> [What to do] Where in the records does the word "muddy" appear? Copy each line that holds it.

> [Listed entries]

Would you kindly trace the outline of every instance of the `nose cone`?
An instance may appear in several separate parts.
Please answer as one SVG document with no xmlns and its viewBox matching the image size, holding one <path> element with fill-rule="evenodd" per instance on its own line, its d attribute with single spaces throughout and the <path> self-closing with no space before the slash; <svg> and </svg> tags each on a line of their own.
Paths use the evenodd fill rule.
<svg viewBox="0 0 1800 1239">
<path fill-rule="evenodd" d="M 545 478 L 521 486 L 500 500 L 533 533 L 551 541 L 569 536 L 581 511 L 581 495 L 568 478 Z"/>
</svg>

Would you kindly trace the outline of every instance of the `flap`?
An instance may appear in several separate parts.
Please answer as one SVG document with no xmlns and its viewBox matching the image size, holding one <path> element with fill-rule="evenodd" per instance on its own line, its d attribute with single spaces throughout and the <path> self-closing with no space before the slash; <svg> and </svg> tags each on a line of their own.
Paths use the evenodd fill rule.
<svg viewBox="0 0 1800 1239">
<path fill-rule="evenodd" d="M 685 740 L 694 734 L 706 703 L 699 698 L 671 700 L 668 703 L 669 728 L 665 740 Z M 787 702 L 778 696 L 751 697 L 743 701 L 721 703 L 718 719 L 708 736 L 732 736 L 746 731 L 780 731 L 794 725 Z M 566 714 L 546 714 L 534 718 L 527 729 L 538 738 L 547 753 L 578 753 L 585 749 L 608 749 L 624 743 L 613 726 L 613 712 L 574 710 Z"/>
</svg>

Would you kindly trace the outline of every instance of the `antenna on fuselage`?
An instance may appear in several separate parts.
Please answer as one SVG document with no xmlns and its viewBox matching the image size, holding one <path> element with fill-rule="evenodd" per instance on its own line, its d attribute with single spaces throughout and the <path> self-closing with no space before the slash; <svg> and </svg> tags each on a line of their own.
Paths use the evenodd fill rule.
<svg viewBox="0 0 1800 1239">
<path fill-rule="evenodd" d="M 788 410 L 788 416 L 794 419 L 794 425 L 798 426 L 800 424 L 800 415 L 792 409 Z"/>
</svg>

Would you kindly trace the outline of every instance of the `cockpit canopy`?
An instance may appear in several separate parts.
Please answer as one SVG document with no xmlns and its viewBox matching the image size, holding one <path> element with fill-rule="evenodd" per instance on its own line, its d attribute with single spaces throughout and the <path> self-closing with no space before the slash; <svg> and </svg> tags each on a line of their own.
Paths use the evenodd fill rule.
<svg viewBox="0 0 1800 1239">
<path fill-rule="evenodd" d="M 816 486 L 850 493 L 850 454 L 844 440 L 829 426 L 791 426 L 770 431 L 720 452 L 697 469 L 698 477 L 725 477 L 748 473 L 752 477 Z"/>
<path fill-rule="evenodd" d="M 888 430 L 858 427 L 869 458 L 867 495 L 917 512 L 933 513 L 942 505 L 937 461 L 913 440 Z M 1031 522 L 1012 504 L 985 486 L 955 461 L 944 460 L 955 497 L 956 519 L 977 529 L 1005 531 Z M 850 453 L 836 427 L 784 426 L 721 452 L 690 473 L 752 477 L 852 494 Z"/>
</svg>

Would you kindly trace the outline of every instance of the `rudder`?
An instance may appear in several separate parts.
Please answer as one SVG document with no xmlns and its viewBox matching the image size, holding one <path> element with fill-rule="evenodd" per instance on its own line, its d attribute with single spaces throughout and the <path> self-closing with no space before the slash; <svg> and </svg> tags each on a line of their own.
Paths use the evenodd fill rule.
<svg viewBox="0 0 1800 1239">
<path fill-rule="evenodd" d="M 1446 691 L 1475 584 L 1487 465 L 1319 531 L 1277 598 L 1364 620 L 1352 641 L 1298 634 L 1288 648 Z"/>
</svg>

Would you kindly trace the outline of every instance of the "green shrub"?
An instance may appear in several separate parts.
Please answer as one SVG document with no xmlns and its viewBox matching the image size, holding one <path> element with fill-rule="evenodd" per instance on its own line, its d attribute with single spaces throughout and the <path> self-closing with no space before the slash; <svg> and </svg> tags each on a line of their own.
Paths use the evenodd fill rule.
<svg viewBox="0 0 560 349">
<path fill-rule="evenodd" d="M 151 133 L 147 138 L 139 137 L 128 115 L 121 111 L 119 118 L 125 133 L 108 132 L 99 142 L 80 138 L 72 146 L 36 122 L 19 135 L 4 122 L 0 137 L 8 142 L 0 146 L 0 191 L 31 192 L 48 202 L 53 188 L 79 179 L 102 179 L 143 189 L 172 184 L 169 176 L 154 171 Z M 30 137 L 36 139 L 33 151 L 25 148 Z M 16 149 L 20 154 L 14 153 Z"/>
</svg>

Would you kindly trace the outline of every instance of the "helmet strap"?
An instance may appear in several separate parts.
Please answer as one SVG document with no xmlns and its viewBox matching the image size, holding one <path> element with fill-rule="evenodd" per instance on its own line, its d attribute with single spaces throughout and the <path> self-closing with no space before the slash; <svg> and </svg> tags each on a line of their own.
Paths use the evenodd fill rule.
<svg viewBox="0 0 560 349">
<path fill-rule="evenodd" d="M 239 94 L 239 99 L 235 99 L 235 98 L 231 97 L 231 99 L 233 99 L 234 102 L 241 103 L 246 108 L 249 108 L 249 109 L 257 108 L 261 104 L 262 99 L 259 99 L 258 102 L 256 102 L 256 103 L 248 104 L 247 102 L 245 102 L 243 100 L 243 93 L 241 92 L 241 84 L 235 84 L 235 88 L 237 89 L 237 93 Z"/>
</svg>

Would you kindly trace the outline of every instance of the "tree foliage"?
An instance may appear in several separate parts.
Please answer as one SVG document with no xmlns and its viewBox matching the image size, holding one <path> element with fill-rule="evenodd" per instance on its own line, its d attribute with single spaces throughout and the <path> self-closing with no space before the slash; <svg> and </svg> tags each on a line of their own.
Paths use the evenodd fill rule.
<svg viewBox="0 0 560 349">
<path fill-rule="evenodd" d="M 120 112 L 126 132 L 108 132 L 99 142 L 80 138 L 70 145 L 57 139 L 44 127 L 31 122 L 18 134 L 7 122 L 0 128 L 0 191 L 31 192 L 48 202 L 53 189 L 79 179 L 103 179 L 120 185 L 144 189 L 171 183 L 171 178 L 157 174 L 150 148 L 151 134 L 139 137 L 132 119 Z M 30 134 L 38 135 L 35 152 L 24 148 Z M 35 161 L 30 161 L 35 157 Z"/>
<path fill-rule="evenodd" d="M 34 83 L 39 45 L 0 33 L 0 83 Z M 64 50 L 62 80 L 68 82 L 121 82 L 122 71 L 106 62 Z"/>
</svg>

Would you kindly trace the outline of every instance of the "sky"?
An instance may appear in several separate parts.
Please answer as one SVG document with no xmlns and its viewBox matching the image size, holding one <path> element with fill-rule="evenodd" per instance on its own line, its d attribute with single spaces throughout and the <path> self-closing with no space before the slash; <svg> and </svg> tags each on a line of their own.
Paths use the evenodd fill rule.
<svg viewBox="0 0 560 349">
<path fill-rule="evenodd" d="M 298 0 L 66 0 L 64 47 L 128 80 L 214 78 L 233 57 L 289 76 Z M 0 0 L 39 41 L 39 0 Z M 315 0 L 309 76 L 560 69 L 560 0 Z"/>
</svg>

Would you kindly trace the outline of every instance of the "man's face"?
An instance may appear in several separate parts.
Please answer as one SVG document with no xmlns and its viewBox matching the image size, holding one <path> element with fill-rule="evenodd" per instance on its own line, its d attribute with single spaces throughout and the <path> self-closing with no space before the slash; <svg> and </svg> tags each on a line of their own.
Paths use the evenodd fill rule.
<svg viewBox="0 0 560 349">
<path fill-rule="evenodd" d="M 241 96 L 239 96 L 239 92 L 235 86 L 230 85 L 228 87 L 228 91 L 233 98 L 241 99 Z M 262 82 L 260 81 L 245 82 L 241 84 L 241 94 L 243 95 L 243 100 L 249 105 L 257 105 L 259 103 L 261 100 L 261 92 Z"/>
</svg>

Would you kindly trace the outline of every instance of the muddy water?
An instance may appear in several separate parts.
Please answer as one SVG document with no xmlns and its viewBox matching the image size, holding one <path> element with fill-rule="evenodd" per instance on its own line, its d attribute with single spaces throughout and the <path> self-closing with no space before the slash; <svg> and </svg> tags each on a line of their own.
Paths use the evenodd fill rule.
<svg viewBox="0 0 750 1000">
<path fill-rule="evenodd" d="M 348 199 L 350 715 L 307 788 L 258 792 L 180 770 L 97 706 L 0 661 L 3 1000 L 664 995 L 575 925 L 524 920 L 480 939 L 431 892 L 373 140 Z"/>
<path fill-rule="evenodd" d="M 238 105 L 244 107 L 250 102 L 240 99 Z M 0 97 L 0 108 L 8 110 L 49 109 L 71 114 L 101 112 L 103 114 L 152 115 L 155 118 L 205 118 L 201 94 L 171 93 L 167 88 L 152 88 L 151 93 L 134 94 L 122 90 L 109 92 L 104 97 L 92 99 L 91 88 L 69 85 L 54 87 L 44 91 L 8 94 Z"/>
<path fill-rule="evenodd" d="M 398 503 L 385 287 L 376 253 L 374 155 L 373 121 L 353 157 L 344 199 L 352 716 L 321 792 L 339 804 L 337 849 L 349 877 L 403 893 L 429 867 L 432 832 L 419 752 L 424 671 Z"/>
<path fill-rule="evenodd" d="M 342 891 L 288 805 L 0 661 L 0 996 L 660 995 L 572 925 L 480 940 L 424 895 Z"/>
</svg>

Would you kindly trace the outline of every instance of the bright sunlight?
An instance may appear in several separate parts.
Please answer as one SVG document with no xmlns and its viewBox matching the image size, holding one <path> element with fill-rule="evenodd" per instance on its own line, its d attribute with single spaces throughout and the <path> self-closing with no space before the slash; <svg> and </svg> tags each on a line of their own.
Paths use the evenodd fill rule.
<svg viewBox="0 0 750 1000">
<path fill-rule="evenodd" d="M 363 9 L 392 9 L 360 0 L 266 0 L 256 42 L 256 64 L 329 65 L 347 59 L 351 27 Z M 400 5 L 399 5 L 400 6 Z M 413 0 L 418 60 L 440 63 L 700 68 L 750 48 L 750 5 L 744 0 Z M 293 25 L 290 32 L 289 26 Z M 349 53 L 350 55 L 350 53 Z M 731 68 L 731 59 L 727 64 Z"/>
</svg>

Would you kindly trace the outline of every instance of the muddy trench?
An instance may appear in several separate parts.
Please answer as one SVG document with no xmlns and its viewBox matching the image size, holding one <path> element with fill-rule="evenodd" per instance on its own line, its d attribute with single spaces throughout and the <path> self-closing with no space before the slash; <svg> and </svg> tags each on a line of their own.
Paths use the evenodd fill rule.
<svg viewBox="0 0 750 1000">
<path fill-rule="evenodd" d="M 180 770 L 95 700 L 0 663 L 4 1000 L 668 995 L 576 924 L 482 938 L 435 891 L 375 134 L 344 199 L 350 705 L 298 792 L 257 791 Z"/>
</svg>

> [Answer box]
Would you kindly trace the outline of every instance of the muddy water?
Would you kindly trace the outline of every instance of the muddy trench?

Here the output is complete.